» Document section
* Begin *
The History of CMARC
The Central Michigan Amateur Radio Club is not just another Ham Club.
In fact, CMARC has been responsible for some ground breaking things in
our great Hobby and we are pleased to share the story with you. With
the help of former club President and long time CMARC member, Currin
Skutt, W8FSZ(SK), as well as many of those involved in the club from
years past, we hope this historical perspective is informative and
The roots of the Central Michigan Amateur Radio Club can be traced back to as early as September of 1921, when 16 Amateur Radio Operators met for the first time. From this meeting, came the formation of an informal group known as “The Central Michigan Wireless Association”. The next mention of the CMWA is around 1932, when still more informal get-togethers were held. In fact, it was not until 1946 that the club members got organized and became affiliated with the Amateur Radio Relay League. At the time, members met at Cedar Street Center, located at 429 North Cedar in Lansing.
Following the end of World War 2, somewhere between 1946 and 1947, the club began meeting at the Lansing Dairy Company and then, in 1948 held it's meetings at the Hayford Street Fire Station. The station, located at the corner of Michigan and Hayford, in Lansing, offered a room in the basement for the club to conduct its monthly meetings.
Around 1952, according to former President Currin Skutt W8FSZ, the Central Michigan Amateur Radio Club secured its club callsign, W8MAA. Another item of note, for which members of CMARC were directly responsible, included Amateur Call Plates. These were yet another challenge to the Ham community and CMARC members rose to the call. As Currin tells it, there were Call Plates in the late 20's or early 30's, but the State Police claimed it “loused up their record keeping”, and the end was pronounced upon the early predecessors. According to Skutt, Cosmo Calkins, W8MAA, was a “Senate Technician”. “If you needed pens, or paper”, said Skutt, “you called on Cosmo.” And, as time passed, Calkins developed a good rapport with Senators and even had some favors to call in. It was this edge that proved fruitful for Cosmo in his endeavor to make Amateur Call Plates a reality once again.
* End *
» Excerpted records
* Begin *
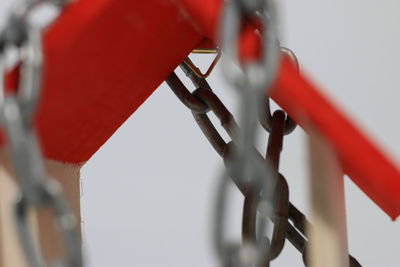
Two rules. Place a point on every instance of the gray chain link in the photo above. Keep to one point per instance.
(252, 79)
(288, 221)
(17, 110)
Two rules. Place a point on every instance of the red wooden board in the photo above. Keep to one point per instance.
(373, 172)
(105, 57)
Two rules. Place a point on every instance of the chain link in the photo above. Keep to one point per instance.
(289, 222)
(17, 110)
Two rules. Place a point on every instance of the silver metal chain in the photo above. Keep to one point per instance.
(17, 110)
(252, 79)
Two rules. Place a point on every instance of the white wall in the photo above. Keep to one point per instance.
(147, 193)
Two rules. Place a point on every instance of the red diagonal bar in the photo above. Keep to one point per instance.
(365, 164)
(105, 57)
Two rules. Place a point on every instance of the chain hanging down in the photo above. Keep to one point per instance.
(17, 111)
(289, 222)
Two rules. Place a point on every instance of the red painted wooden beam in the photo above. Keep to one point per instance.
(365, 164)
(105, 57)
* End *
* Begin *
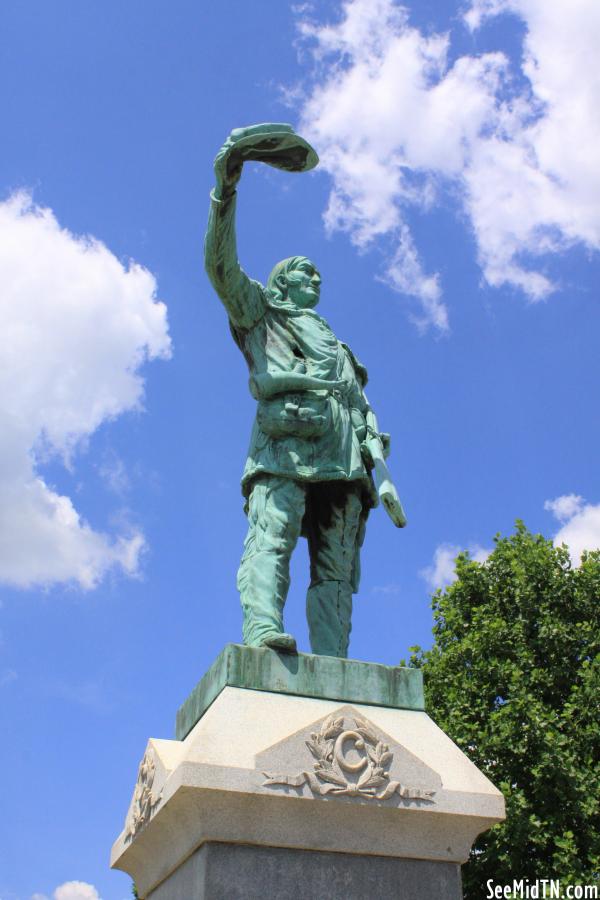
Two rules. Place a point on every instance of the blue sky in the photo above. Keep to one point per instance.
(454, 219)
* End *
» Short exercise
Reproduce the club history word for word, starting with "Following the end" and going on through "its monthly meetings.". The listing has no connection to the club history.

» Response for this exercise
Following the end of World War 2, somewhere between 1946 and 1947, the club began meeting at the Lansing Dairy Company and then, in 1948 held it's meetings at the Hayford Street Fire Station. The station, located at the corner of Michigan and Hayford, in Lansing, offered a room in the basement for the club to conduct its monthly meetings.